Goal —
Rewrite the lines below, substituting "Image analysis module" for every "Traffic camera module" and leaving everything else unchanged.

:::::

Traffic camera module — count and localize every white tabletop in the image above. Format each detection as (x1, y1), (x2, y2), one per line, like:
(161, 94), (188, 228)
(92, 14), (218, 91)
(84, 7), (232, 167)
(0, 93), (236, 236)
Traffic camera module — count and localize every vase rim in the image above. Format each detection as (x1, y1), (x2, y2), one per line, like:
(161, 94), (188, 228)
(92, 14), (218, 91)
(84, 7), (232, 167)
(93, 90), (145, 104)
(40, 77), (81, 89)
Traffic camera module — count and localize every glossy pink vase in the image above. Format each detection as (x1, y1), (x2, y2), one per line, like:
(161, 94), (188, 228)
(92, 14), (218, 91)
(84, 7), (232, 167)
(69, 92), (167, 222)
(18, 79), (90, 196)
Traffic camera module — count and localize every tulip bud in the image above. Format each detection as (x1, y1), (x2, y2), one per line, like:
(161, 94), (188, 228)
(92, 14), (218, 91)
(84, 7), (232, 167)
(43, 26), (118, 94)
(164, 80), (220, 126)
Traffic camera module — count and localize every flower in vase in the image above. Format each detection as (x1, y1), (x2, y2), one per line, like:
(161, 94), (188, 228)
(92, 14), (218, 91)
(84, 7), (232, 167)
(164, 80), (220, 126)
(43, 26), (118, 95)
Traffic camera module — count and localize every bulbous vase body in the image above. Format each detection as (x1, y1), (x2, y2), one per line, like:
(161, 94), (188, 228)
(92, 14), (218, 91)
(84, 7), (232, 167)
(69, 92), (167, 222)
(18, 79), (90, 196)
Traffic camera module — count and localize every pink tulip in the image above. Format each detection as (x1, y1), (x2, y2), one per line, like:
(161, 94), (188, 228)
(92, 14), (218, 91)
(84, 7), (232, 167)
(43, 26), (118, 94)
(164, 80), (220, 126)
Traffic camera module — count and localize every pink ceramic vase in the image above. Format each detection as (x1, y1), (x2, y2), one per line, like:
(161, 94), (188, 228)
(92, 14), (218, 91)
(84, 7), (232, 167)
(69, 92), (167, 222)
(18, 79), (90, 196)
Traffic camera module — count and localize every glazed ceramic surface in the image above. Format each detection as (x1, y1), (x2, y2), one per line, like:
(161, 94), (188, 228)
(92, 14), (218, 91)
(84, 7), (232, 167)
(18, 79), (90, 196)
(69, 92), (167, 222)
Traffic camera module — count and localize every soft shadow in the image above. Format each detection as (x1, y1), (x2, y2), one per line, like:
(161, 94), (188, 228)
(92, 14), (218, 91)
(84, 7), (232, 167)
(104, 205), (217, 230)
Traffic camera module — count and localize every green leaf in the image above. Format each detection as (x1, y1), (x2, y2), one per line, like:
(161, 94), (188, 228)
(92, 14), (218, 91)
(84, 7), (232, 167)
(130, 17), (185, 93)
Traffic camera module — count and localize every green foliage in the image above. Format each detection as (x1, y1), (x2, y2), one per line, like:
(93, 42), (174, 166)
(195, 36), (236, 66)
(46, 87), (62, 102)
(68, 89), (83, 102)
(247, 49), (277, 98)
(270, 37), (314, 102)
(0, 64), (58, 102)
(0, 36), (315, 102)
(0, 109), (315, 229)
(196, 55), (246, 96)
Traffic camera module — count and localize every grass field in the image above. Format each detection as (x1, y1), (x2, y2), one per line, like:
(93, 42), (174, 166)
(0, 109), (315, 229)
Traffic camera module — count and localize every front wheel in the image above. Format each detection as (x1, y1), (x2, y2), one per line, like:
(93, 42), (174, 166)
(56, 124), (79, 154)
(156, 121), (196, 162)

:::::

Result —
Image analysis module — count and localize every white tabletop in the image above. Format each detection as (x1, y1), (x2, y2), one per line, like:
(161, 94), (188, 228)
(92, 14), (218, 91)
(84, 7), (232, 167)
(0, 93), (236, 236)
Image analysis module — count and localize every vase rim in the image above. Format each detection as (x1, y1), (x2, y2), one per line, like:
(161, 94), (188, 228)
(92, 14), (218, 91)
(84, 7), (232, 167)
(93, 90), (145, 104)
(40, 77), (81, 89)
Image analysis module — count and localize every glossy pink vase in the image above. Format each detection as (x1, y1), (x2, y2), one per line, like:
(161, 94), (188, 228)
(92, 14), (218, 91)
(84, 7), (232, 167)
(69, 92), (167, 222)
(18, 79), (90, 196)
Image analysis module — count and localize every tulip bud in the image above. Format each detection as (x1, y1), (x2, y2), one per line, like:
(161, 94), (188, 228)
(92, 14), (218, 91)
(84, 7), (232, 167)
(43, 26), (118, 94)
(164, 80), (220, 126)
Image analysis module — count and localize every flower in vase in the image above. Format each detection as (x1, y1), (x2, y2), one per line, like:
(161, 94), (188, 228)
(92, 14), (218, 91)
(84, 7), (232, 167)
(164, 80), (220, 126)
(43, 26), (118, 95)
Image analysis module — count and localize every bulbous vase body in the image above. Format each detection as (x1, y1), (x2, y2), one per line, like:
(161, 94), (188, 228)
(92, 14), (218, 91)
(84, 7), (232, 167)
(69, 92), (167, 222)
(18, 79), (90, 196)
Image analysis module — count and localize every pink tulip in the image above. Format each detection as (x1, y1), (x2, y2), one per line, like:
(161, 94), (188, 228)
(92, 14), (218, 91)
(84, 7), (232, 167)
(43, 26), (118, 94)
(164, 80), (220, 126)
Image analysis module — count and localize every pink ceramic vase in the image above. Format each detection as (x1, y1), (x2, y2), one per line, like:
(161, 94), (188, 228)
(92, 14), (218, 91)
(84, 7), (232, 167)
(69, 92), (167, 222)
(18, 79), (90, 196)
Image analysis module — count and localize every glazed ceramic surface in the image above. Format each detection as (x1, y1), (x2, y2), one per line, like:
(161, 94), (188, 228)
(92, 14), (218, 91)
(84, 7), (232, 167)
(18, 79), (90, 196)
(69, 92), (167, 222)
Image analysis module — count and localize every soft shadow in the image above. Format each detection as (x1, y1), (x2, y2), one per line, like:
(161, 94), (188, 228)
(92, 14), (218, 91)
(84, 7), (232, 167)
(104, 205), (217, 230)
Image analysis module — count and localize every green leaf in the image above. Format each detection as (x1, y1), (x2, y2), one per line, like:
(161, 94), (188, 228)
(92, 14), (218, 91)
(84, 7), (232, 167)
(130, 17), (185, 93)
Image analysis module — count and localize every green foliage in the image above. Format each detection as (x1, y1), (x2, y2), one per line, like:
(93, 42), (174, 166)
(195, 36), (236, 66)
(46, 87), (62, 102)
(68, 89), (83, 102)
(247, 49), (277, 98)
(270, 37), (314, 102)
(0, 64), (58, 102)
(0, 36), (315, 102)
(0, 109), (315, 229)
(196, 55), (246, 96)
Image analysis module — count and localize every grass field in the image above. Format each detection as (x1, y1), (x2, y2), one per line, like:
(93, 42), (174, 166)
(0, 109), (315, 229)
Image analysis module — count and localize every front wheel in the image above. Format each detection as (x1, y1), (x2, y2), one per line, like:
(93, 42), (174, 166)
(56, 124), (79, 154)
(156, 121), (196, 162)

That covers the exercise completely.